§ **TASK OBJECTIVE**
Filter the entries below and copy each line that contains the word "pole".

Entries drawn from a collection
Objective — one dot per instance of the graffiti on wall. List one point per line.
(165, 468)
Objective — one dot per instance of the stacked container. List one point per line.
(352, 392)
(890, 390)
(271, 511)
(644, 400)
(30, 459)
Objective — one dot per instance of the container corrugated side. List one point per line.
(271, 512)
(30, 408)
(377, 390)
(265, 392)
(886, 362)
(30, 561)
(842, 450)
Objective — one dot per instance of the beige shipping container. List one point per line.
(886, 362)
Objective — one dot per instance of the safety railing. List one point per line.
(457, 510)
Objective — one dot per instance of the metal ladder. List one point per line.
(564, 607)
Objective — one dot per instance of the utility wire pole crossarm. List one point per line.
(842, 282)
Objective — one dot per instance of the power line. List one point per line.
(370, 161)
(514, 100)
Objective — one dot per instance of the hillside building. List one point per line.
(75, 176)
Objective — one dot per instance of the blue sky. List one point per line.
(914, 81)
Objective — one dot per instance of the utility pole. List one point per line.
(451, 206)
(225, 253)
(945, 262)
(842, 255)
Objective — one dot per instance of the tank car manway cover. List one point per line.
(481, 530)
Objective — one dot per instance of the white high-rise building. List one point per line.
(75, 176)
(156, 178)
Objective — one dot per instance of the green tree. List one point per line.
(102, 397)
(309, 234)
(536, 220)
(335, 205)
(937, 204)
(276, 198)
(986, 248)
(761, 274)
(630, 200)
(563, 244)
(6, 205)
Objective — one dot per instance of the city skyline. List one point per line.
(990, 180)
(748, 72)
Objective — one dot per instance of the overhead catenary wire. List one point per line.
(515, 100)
...
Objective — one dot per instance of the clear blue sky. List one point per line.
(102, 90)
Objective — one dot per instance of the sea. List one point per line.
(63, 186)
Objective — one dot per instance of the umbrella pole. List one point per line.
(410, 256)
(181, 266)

§ **ANSWER TO THE PROBLEM**
Objective — one dot per instance of the utility wire pole crossarm. List one point per line.
Objective — one dot per instance of the utility pole. List one point per line.
Objective — one dot per instance of the umbrella pole. List one point per line.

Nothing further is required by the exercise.